Would it be possible to quote, exactly and in full, the lines from the one with "Indicate every instance of the white tarpaulin" through the end of the entries below?

╭──

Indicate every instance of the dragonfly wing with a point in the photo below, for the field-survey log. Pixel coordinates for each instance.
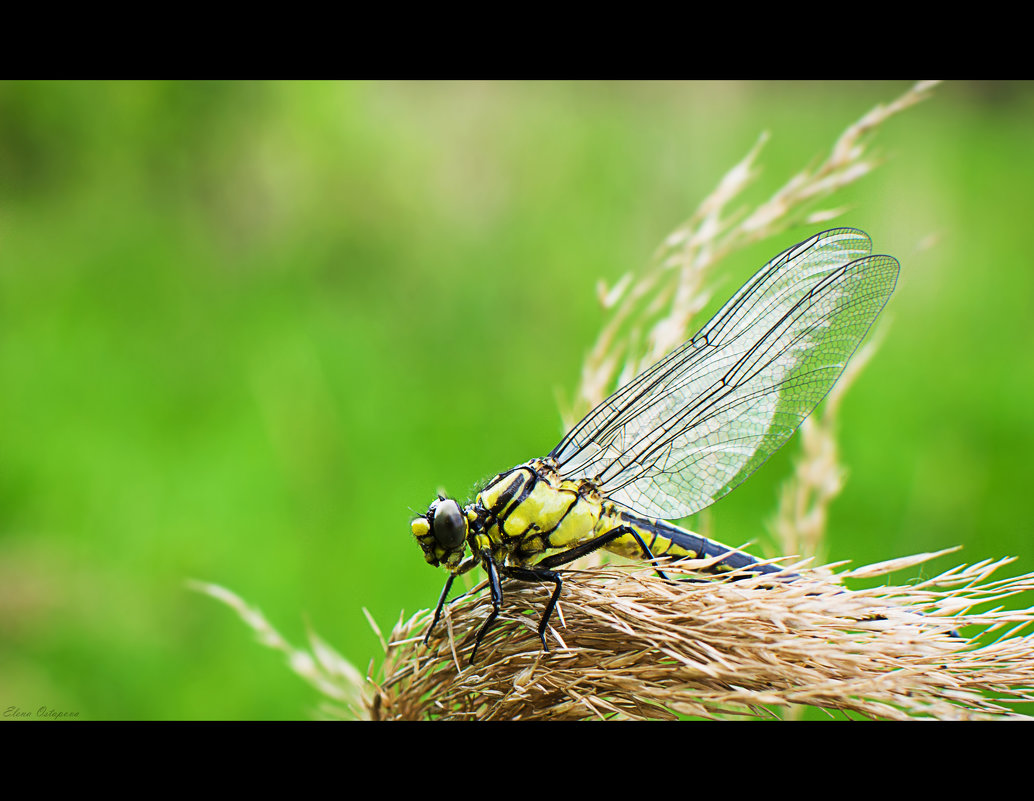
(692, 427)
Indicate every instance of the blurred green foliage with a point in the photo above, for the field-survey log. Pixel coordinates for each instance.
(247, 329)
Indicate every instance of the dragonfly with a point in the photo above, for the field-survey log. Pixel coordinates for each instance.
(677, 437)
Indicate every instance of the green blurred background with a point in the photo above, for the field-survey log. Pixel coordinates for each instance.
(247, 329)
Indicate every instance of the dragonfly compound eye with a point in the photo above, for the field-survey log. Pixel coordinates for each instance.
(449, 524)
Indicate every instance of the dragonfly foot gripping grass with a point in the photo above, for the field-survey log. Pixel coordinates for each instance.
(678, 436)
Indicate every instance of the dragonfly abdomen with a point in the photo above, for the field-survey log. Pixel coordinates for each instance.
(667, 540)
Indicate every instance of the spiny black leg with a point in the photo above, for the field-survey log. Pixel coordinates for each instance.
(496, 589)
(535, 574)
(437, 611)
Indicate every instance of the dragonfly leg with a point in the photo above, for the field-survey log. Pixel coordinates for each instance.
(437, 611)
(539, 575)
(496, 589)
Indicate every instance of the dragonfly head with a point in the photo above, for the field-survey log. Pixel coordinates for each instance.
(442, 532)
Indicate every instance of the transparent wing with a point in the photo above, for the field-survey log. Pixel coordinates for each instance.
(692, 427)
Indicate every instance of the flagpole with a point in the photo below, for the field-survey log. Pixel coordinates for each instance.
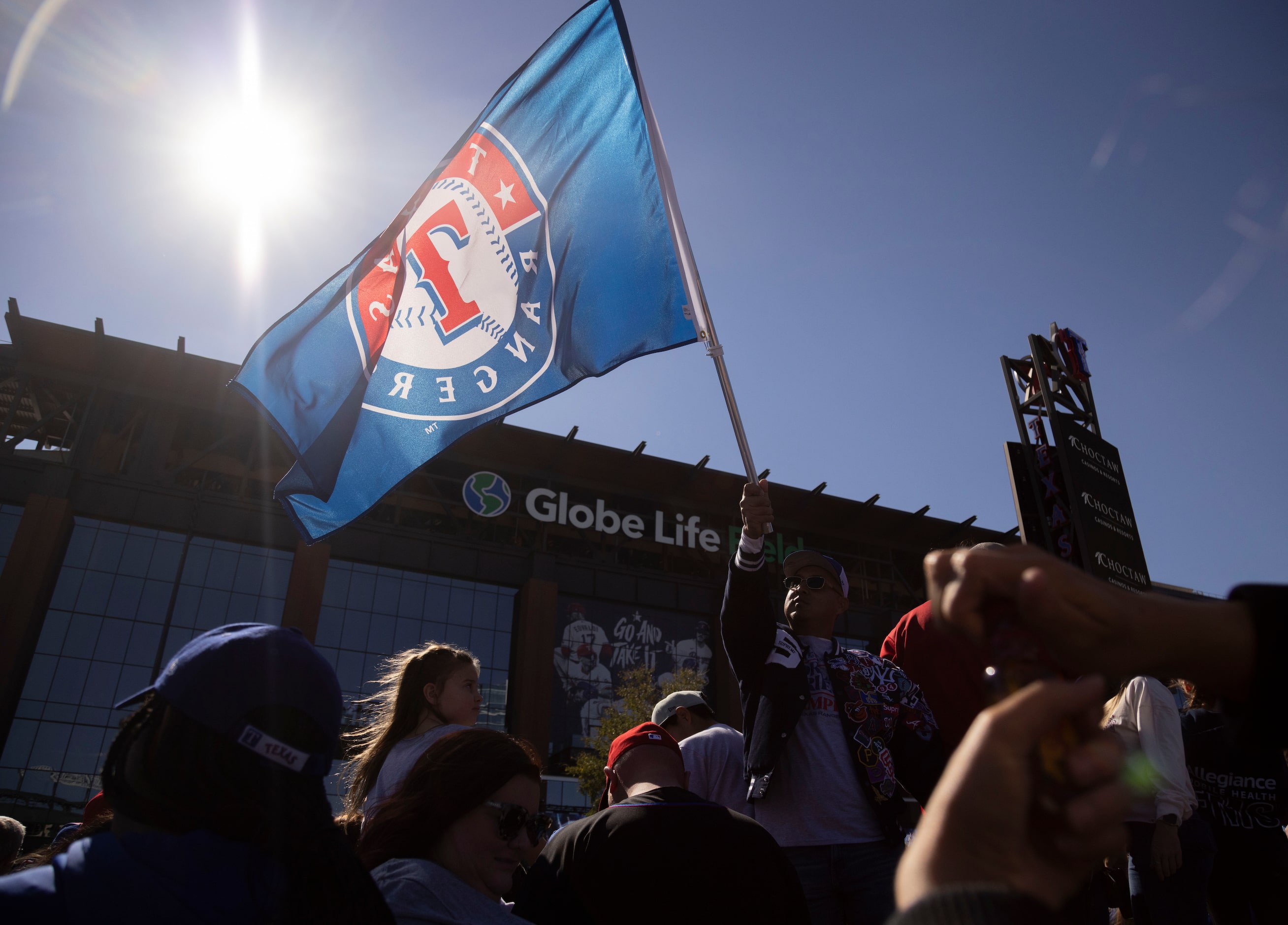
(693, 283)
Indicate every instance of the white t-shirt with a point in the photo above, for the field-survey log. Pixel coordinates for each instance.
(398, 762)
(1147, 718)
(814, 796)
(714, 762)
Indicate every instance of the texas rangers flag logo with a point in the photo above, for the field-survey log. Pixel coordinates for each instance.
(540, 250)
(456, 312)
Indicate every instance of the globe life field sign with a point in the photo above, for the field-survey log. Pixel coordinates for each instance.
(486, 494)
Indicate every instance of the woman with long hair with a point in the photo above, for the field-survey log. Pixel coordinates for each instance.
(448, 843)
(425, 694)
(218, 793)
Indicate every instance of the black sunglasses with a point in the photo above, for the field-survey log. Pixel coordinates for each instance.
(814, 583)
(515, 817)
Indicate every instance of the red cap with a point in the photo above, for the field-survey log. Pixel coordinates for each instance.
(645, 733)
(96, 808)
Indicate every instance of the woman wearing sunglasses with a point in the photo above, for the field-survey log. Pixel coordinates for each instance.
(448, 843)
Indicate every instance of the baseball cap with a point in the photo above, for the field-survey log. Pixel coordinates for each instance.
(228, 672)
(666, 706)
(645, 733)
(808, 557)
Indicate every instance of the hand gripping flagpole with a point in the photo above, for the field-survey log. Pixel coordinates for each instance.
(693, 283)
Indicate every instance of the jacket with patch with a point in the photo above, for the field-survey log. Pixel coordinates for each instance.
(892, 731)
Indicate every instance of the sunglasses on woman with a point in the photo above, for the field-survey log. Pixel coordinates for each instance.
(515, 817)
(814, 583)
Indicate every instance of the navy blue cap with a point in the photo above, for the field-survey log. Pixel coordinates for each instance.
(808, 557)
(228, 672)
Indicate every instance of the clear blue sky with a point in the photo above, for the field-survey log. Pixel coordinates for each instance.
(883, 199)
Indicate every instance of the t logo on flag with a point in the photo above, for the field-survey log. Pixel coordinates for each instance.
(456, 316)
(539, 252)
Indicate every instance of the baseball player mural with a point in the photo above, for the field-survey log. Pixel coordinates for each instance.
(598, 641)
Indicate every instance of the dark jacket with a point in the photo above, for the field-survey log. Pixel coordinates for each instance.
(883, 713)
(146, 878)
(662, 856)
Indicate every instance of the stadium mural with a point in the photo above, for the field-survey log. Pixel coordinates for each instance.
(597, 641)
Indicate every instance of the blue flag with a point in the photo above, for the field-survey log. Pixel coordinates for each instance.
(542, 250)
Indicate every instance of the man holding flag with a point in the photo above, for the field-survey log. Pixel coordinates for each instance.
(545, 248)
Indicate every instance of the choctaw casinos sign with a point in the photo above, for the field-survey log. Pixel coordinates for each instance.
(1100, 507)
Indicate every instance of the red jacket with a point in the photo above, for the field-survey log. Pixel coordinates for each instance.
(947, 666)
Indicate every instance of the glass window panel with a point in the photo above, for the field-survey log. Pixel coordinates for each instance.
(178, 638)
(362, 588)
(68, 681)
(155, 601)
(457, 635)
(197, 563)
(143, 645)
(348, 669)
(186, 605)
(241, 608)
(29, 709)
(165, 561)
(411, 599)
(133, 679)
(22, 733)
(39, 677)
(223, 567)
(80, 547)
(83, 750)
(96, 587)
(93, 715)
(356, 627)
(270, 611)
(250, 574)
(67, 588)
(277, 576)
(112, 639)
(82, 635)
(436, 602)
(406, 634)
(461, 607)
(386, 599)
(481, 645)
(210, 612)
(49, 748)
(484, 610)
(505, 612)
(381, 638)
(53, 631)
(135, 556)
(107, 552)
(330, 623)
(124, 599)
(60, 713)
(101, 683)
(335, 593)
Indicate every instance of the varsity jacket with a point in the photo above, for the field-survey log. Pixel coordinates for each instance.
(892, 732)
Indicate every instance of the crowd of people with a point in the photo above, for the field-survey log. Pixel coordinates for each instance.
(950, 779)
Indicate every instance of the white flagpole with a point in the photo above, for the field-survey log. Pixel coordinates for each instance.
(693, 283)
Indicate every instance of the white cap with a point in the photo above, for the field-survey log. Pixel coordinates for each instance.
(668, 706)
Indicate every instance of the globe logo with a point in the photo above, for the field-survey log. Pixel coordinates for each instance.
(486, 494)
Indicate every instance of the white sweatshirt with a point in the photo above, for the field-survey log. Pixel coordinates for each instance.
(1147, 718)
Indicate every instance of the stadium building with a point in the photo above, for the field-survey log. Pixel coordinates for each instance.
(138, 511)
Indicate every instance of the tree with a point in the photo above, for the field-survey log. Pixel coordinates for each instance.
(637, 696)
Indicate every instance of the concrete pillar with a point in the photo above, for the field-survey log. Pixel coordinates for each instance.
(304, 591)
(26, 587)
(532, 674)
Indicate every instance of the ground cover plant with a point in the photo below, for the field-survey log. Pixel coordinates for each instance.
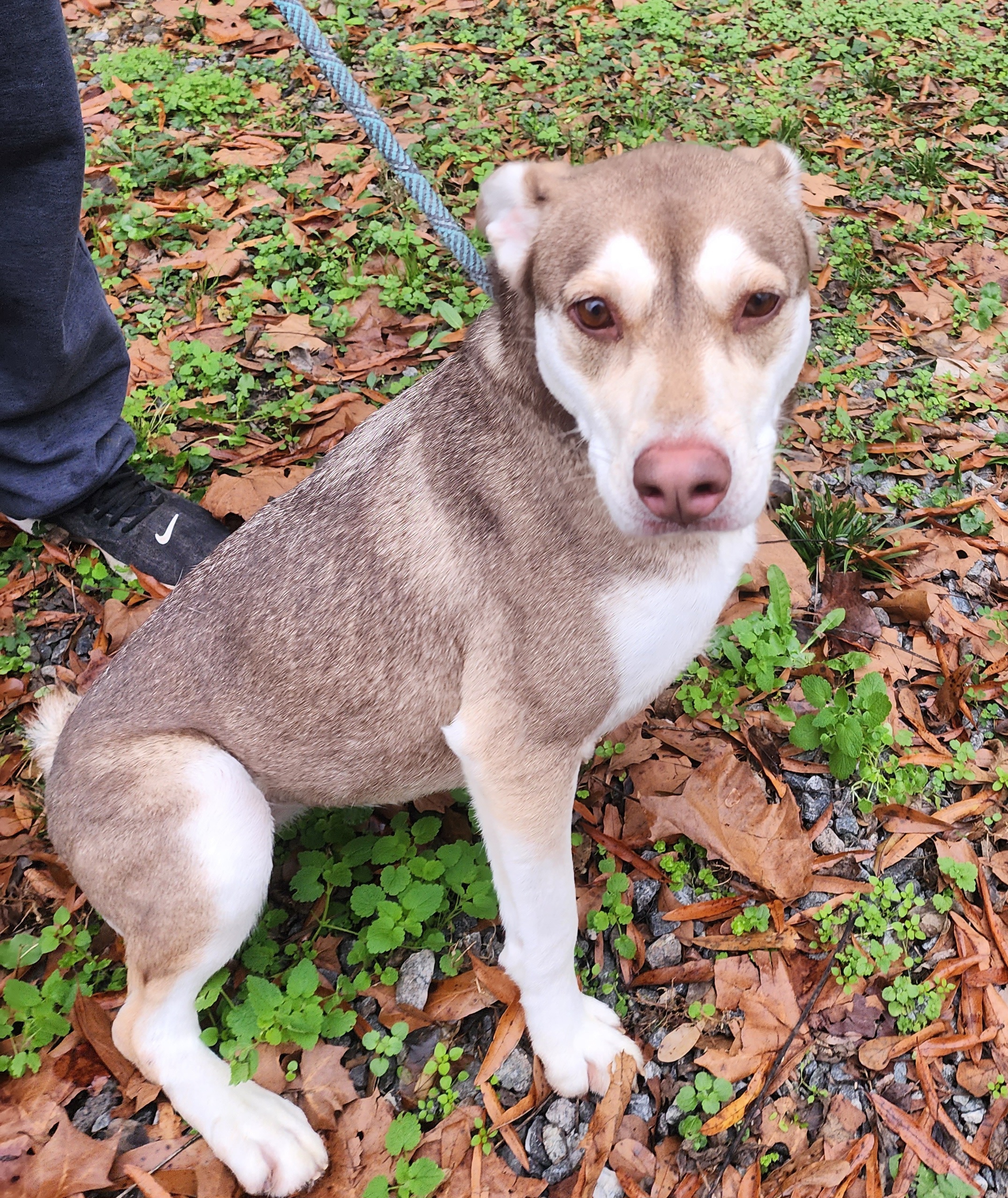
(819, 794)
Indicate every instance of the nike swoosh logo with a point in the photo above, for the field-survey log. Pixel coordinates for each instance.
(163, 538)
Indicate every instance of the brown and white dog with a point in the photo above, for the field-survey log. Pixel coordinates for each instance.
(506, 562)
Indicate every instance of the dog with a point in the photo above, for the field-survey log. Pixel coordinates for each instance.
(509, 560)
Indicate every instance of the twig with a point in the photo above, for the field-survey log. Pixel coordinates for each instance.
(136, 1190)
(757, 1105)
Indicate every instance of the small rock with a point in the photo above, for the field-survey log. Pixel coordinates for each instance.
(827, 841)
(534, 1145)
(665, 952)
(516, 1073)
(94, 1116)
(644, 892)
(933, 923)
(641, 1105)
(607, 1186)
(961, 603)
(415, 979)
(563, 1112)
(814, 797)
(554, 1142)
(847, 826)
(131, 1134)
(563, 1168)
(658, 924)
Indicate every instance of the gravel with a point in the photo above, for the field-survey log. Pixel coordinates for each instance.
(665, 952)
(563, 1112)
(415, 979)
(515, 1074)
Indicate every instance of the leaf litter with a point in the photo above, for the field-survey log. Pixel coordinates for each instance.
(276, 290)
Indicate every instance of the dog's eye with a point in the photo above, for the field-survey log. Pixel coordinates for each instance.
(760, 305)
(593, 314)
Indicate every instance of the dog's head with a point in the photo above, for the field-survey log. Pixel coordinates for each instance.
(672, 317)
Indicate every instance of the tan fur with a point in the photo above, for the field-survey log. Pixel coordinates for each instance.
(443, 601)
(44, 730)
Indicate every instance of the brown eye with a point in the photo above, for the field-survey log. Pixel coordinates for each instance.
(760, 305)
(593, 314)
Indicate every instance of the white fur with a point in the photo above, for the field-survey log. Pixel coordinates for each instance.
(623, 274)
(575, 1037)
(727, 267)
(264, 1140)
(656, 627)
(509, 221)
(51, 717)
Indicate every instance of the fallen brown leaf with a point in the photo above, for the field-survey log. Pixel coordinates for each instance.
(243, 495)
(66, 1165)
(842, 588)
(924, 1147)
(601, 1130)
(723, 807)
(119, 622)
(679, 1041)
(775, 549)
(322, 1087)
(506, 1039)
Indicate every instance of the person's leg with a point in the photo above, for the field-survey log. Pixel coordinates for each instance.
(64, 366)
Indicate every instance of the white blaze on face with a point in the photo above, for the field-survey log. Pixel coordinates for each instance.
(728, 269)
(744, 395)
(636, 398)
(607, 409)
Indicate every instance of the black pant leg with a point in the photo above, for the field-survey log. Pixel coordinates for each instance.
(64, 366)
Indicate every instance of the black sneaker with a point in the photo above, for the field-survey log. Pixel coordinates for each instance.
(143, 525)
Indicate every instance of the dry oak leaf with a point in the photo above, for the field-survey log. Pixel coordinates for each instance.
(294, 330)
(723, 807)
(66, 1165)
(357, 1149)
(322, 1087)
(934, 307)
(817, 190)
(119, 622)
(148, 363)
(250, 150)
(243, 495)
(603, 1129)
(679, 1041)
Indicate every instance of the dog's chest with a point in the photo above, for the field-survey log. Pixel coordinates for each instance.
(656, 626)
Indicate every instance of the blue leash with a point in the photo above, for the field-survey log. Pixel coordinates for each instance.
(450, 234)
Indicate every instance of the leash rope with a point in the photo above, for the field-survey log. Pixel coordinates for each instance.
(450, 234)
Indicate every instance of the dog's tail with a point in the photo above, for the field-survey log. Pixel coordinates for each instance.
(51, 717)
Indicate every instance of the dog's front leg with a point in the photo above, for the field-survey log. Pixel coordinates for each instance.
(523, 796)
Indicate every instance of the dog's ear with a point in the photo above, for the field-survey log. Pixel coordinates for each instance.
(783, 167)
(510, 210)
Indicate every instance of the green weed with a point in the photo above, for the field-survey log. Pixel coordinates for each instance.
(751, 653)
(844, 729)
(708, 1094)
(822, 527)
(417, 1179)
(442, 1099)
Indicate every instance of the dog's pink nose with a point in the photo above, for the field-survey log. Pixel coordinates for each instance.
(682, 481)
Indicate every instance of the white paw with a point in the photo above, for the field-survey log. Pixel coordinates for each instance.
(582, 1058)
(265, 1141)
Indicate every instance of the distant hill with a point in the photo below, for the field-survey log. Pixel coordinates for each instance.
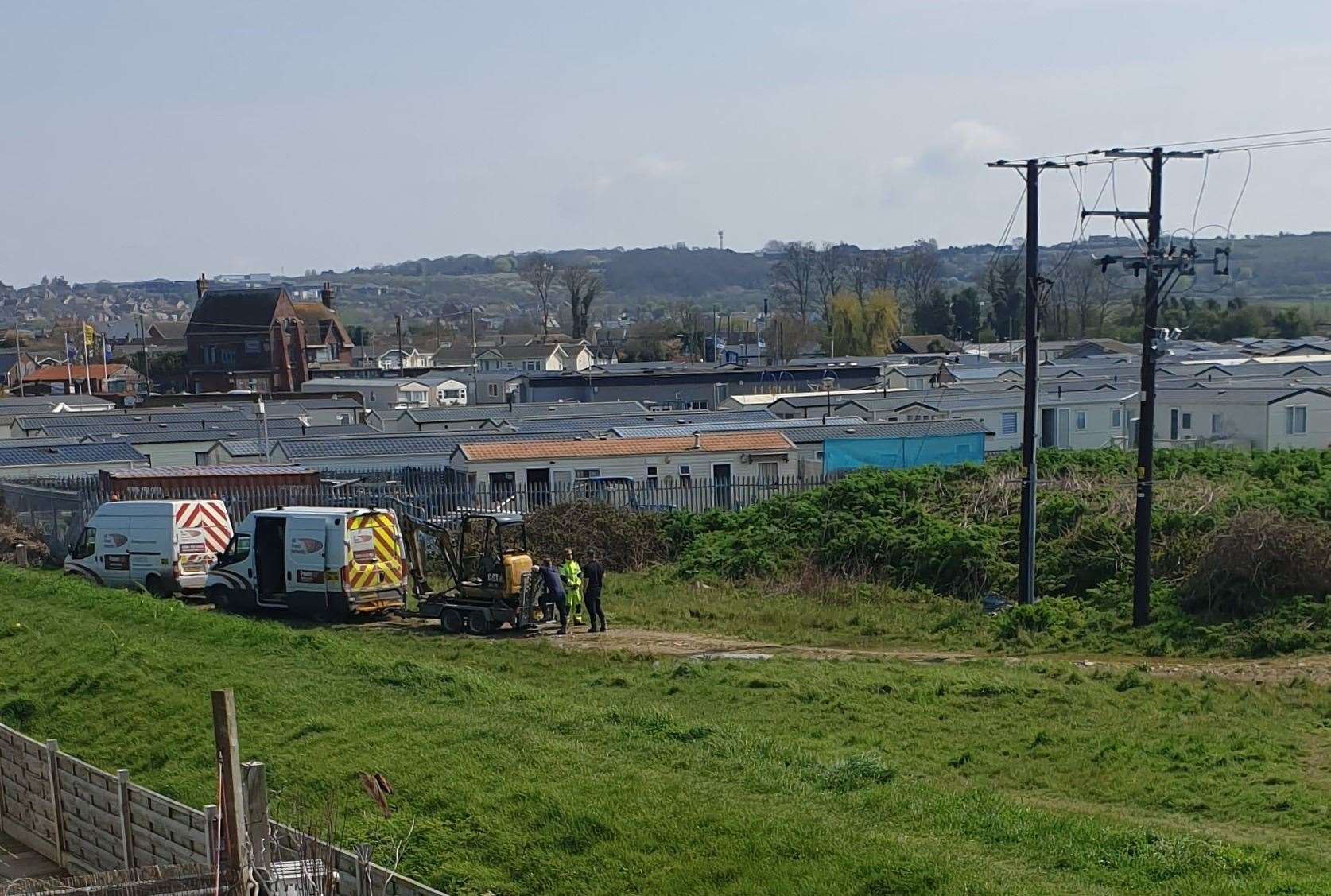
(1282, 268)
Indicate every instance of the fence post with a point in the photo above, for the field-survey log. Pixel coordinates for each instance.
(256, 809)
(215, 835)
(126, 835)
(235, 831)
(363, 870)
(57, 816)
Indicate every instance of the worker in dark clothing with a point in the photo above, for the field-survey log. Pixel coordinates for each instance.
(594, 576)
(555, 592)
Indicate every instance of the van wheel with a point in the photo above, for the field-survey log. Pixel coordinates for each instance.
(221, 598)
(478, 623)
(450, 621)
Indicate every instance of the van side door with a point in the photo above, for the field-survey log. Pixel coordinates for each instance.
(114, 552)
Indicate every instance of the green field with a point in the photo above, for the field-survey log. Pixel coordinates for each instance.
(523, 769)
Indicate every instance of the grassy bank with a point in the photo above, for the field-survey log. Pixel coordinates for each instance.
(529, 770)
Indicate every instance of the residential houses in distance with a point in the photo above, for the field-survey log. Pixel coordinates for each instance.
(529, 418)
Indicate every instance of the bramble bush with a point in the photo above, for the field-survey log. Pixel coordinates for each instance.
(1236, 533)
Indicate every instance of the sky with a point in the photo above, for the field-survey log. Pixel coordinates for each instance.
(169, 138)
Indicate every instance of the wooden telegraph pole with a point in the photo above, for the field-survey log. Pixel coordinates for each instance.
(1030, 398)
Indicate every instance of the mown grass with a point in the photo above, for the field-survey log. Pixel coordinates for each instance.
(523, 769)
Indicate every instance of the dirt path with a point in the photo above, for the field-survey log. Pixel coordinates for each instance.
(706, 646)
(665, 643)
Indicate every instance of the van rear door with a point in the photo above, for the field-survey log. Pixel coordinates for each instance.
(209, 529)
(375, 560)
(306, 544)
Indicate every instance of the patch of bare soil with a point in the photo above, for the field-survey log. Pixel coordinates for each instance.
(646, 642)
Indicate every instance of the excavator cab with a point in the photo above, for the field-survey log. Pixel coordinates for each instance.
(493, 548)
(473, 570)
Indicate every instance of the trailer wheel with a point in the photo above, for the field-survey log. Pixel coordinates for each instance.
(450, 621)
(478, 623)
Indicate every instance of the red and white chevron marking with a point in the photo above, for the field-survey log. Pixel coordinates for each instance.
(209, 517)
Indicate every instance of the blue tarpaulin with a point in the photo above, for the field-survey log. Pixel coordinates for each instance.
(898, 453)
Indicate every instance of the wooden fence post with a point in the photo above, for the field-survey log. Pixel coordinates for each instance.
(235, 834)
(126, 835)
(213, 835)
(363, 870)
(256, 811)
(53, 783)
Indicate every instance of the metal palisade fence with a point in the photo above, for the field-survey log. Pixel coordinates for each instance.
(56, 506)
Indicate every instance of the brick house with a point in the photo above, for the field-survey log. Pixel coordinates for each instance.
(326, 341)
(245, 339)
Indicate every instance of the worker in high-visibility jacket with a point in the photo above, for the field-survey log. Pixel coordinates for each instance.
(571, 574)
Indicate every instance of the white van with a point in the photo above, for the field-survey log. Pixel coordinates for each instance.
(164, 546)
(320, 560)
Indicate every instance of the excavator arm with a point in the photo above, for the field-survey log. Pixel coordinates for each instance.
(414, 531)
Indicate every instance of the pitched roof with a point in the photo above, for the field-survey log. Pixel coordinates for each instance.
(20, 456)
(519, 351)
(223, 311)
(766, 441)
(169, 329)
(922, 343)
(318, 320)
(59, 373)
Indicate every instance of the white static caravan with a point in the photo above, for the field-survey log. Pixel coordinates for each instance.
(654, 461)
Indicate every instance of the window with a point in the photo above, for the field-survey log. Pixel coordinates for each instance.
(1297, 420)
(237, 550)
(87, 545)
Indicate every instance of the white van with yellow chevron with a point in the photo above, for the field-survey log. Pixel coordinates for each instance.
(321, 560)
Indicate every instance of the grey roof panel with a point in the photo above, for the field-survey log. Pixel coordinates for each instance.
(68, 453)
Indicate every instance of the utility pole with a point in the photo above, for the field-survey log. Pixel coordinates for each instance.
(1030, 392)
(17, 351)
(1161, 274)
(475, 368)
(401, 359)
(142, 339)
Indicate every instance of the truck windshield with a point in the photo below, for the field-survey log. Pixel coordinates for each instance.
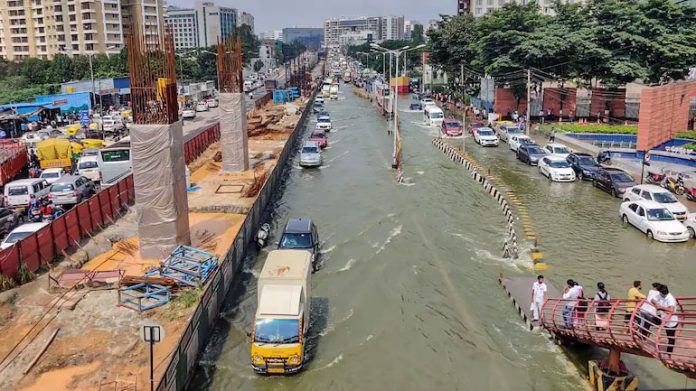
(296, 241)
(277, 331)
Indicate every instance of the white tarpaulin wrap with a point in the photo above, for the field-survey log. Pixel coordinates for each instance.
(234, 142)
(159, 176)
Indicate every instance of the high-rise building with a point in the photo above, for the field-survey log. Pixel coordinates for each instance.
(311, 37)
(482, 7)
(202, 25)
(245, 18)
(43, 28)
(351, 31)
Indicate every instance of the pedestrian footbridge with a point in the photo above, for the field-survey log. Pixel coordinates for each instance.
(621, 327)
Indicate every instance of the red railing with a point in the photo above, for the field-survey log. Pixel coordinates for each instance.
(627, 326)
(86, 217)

╰──

▶ [OUTPUT FOR THIS TASK]:
Indicate every instance of the white tarpaulin wrap with a point in the photo above, for the field-survey log. Pixel coordinates for each instance.
(234, 142)
(159, 176)
Indicate every instance of the high-rise building with a point in the photo above, for the field-survey log. Pixel coordinates for each instance.
(311, 37)
(482, 7)
(202, 25)
(245, 18)
(43, 28)
(351, 31)
Indicate every instance of the pedestrian footbridge with a point in the photo above, for the field-survey log. Pixel coordinates for each instance.
(621, 327)
Indicate every instance of the red railing with a point in the photo above, for the field-survey log. Pixel coordinates for each instance.
(627, 326)
(86, 217)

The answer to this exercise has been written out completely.